## Document excerpt
□ □ □ □

Shalema Gantt, president of the Nanaimo African Heritage Society, said she wanted to continue what the society has done for the last 21 years by continuing to honour Black pioneers who have come through the area.

“I went down to meet him and he was a delightful man who seemed to really have a memory of the things that he’s done in the past and so I wanted to stay with that subject because it really brought smiles out him,” she said. “He looked up at me at one point and put a tear in my eye, by telling me that, seeing what he’s seen with the work that I was doing, that he would do the work all over again just to have a young person carry it through, I was very touched with that.”

Suzanne did say some of the positive feelings associated with the award have been clouded by his family’s inability to properly connect with Duncan since the onset of the COVID-19 pandemic. She said it’s been especially difficult to connect with Bill at Stanford.

Suzanne said other facilities and communities have facilitated visiting through windows and other COVID-19 safe socializing since the start of the pandemic, but she said her sister was only able to do a window visit with Bill on Father’s Day, after months of her asking for more support. Prior to COVID-19, Suzanne and her family had worked hard to build a plan to keep Bill connected and active, which included socializing and games like Scrabble.

“He’s never ever said he’s lonely before, and now he does,” said Suzanne, who said she’s seen her father’s health decline rapidly since the onset of COVID-19. “His cognitive abilities, capabilities are in decline from where they were with respect to you can tell he’s not talking to anybody.”

Suzanne and her family have been pushing for a plan from Stanford, some sort of action for how they’ll work towards connecting Bill with his family, as well as how they will keep his mind active – that’s Suzanne’s ask.

Provincial health officer Dr. Bonnie Henry announced on June 30 the province will start allowing in-person visits to care homes, with details to be ironed out on a site-by-site basis. Suzanne said she hasn’t heard anything from Stanford about an updated plan.

Stanford said that they’re currently working on a visitation plan, set to be put forward for approval in the coming days.

“We are working hard and looking forward to making these visits happen, as it will be so great for families to be able to meet together again,” said Barbara Barry, director of communications for West Coast Seniors Housing Management, which manages Stanford.

Barry did not provide a response specific to Suzanne’s questions by story publication deadline.

READ MORE: Daughter of man at B.C. care home hit by COVID-19 says loneliness is a big issue

Suzanne said she’s doing her best to keep Bill’s mind active from afar via video chat. She said one of the main things that has been working is bringing up the current day Black Lives Matter movement. She said a recent call where she brought up the protests in the U.S. made him especially engaged, excited and interested.

“He lit up like he was 20 years old. And he was like ‘OK. So what can I do? Who’s the leader? Like, who’s the primary figure?’” she said. “That’s been his life’s work. So, he comes at it with an intellectual prowess that is my father, that is who I grew up with.”

Suzanne said she was hesitant to bring up the ongoing action, worried it would make her father upset.

“At first I thought it would be really sad, like if you’ve fought and then to watch, be like ‘dang, I did all that for what?’” she said. “But then I thought he would be thrilled to see who was in the crowds. He would be thrilled to see the diversity that exists in the people, the young people that are pushing the moment through and standing behind it. I think he would be really touched by that, he would see that as being evidence of some of the work.”

□ □ □ □

Records from a data collection
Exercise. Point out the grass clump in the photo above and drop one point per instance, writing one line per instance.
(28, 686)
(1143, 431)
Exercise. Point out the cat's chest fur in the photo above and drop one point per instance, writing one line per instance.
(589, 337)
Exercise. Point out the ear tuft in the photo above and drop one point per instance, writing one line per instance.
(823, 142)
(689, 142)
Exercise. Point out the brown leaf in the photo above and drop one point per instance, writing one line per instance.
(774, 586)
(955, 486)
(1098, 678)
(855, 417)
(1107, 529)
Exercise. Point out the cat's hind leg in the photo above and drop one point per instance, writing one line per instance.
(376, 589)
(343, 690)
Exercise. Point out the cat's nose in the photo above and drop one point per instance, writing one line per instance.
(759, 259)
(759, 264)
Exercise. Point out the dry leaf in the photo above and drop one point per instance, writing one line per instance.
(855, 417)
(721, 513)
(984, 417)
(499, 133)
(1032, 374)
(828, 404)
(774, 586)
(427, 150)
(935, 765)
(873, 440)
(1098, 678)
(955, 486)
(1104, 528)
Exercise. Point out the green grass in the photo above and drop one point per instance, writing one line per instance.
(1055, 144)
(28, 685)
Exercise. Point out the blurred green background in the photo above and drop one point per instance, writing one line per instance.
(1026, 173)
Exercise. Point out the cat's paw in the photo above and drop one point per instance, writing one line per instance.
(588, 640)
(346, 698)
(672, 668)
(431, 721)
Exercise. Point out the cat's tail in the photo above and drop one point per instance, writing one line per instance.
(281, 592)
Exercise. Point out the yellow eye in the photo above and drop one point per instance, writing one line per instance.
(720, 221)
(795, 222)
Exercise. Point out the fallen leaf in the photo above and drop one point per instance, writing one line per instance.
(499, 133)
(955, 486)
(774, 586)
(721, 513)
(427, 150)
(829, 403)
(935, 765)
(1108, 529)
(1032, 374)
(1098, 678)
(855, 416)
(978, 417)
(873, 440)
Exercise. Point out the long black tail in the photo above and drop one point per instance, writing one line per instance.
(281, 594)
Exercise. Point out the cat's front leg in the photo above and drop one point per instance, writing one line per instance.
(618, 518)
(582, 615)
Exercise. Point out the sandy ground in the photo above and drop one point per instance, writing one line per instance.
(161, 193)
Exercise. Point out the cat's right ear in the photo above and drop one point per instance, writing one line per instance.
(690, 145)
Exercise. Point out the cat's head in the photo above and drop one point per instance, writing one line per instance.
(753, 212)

□ □ □ □

## Description of the task
Copy the passage of the news article from "Provincial health officer" up to and including "the coming days.".

## Response to the exercise
Provincial health officer Dr. Bonnie Henry announced on June 30 the province will start allowing in-person visits to care homes, with details to be ironed out on a site-by-site basis. Suzanne said she hasn’t heard anything from Stanford about an updated plan.

Stanford said that they’re currently working on a visitation plan, set to be put forward for approval in the coming days.